BRANO SCELTO:

====

La conosciamo questa storia, giornali e TV la stanno ripercorrendo in questi due giorni per ricordare a tutti – a chi sa, a chi finge di non sapere, a chi senza pudore vorrebbe cambiarla – quanta brutalità e ferocia vi sia dentro, quanto sangue innocente di servitori dello Stato abbia cosparso la Sicilia (e non solo).

Ma c’è una verità che ancora ignoriamo e che riguarda l’ultima parte di quel sistema di complicità tra mafia e pezzi delle istituzioni che dai tempi di Giuliano a quello delle stragi del ’93 ha condizionato (e indirizzato) la vita democratica del paese.

Questa verità vogliamo conoscere. Quella sulle cui basi è nata la cosiddetta Seconda Repubblica. Riina e Provenzano non si sono pentiti, non ci hanno detto nulla di questa torbida stagione a noi vicina. Sono morti da capi, secondo il loro modo di pensare. (Ma capi di che? – hanno giustamente osservato alcuni. D’una vita vissuta a ordinare massacri, passando da un nascondiglio all’altro, da una masseria alla galera, da un ergastolo all’altro?)

Le fasi di transizione della storia italiana sono sempre state dense di ombre. Ombre mafiose. Un ruolo la mafia ha avuto negli anni del passaggio dalla monarchia alla repubblica, dal fascismo alla democrazia. Quasi una legittimazione in chiave anticomunista durante la guerra fredda. E un ruolo ha avuto, può aver avuto (ce lo dirà il processo sulla Trattativa) tra il ‘92 e il ’94. Di molte cose – compresa la strage di via D’Amelio – sappiamo tutto e non sappiamo niente. Nel senso che, pur avendo ognuno di noi chiare certe idee, non c’è ancora una verità processuale che le confermi.

Riina e Provenzano (Binnu u’ Tratturi ) sapevano, ma non hanno parlato. E dunque, a loro modo, hanno voluto sotterrare questa verità. Erano parte di una storia che li ha visti autori, attori e comparse.

====

ESTRATTO DEI DATI:
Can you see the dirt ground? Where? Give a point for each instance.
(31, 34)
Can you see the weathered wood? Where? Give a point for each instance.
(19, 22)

====

CONSEGNA SCRITTA 1: Cita alla lettera il tratto del brano sulla mafia che va da "Le fasi di transizione" fino a "che le confermi.".
CONSEGNA SCRITTA 2:
Le affermazioni seguenti concordano con il brano sulla mafia? Per ciascuna rispondi sì o no e riporta tra virgolette le parole del brano che lo stabiliscono.
(a) Riina e Provenzano si sono pentiti.
(b) La mafia ha avuto un ruolo negli anni del passaggio dalla monarchia alla repubblica.
(c) Il sistema di complicità tra mafia e pezzi delle istituzioni va dai tempi di Giuliano alle stragi del ’93.
CONSEGNA SCRITTA 3: Quali persone sono nominate per cognome nel brano sulla mafia? Elencale tutte.

SOLUZIONE 1:
Le fasi di transizione della storia italiana sono sempre state dense di ombre. Ombre mafiose. Un ruolo la mafia ha avuto negli anni del passaggio dalla monarchia alla repubblica, dal fascismo alla democrazia. Quasi una legittimazione in chiave anticomunista durante la guerra fredda. E un ruolo ha avuto, può aver avuto (ce lo dirà il processo sulla Trattativa) tra il ‘92 e il ’94. Di molte cose – compresa la strage di via D’Amelio – sappiamo tutto e non sappiamo niente. Nel senso che, pur avendo ognuno di noi chiare certe idee, non c’è ancora una verità processuale che le confermi.

SOLUZIONE 2:
(a) No: "Riina e Provenzano non si sono pentiti".
(b) Sì: "Un ruolo la mafia ha avuto negli anni del passaggio dalla monarchia alla repubblica".
(c) Sì: "dai tempi di Giuliano a quello delle stragi del ’93".

SOLUZIONE 3: Giuliano, Riina, Provenzano